• [GIVEN PROBLEM] Rewrite the entries with every "small yellow flower" changed to "little yellow blossom" and everything else kept the same. Leave the pictures out of your answer.

● ● ●

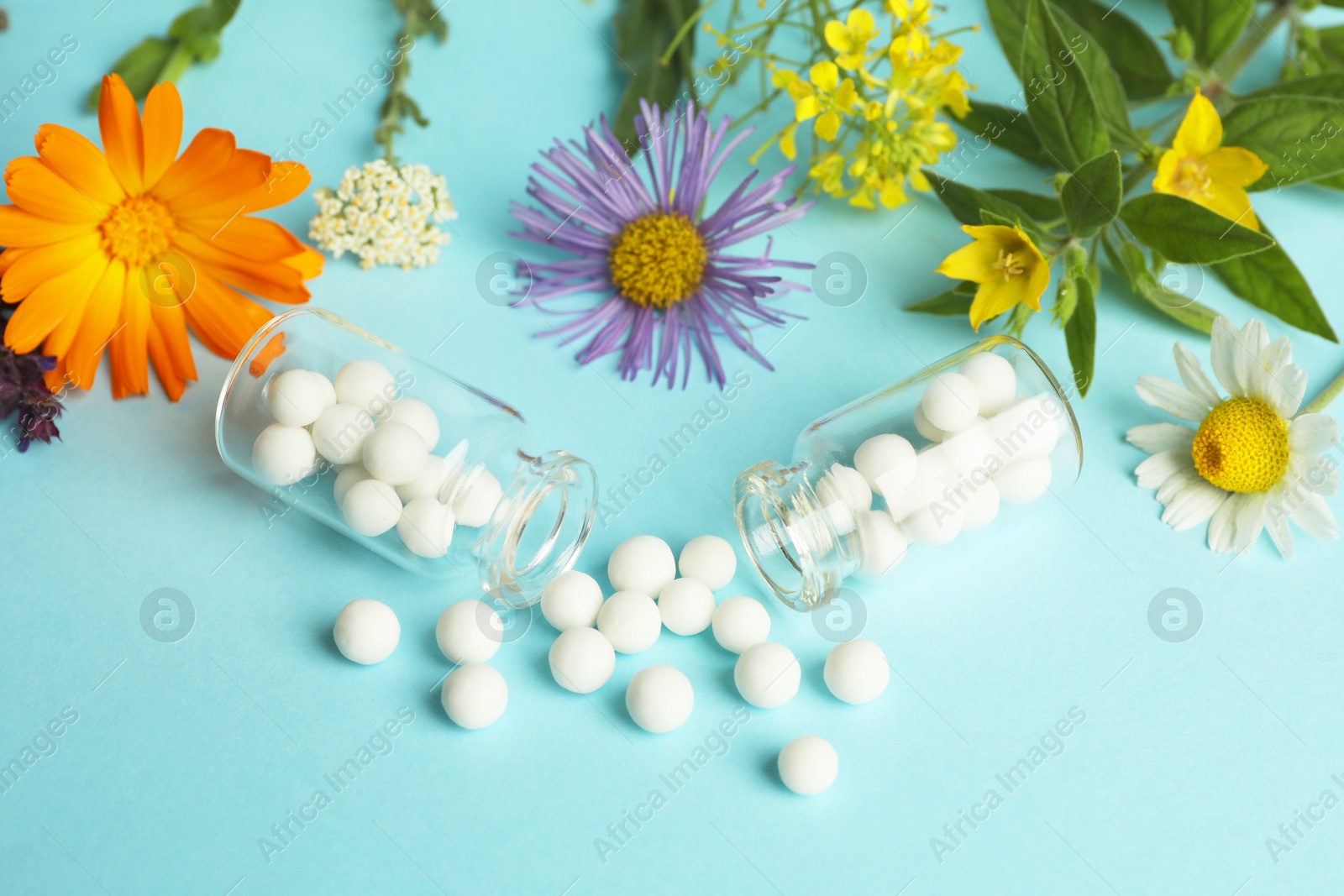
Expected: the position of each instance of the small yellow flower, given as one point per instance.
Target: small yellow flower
(851, 39)
(1005, 264)
(1203, 170)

● ● ●

• [WRITTEN ANSWER]
Expected: the position of each instance of the little yellow blossom, given as one point per instance.
Target: little yellow blossom
(851, 39)
(1005, 264)
(1203, 170)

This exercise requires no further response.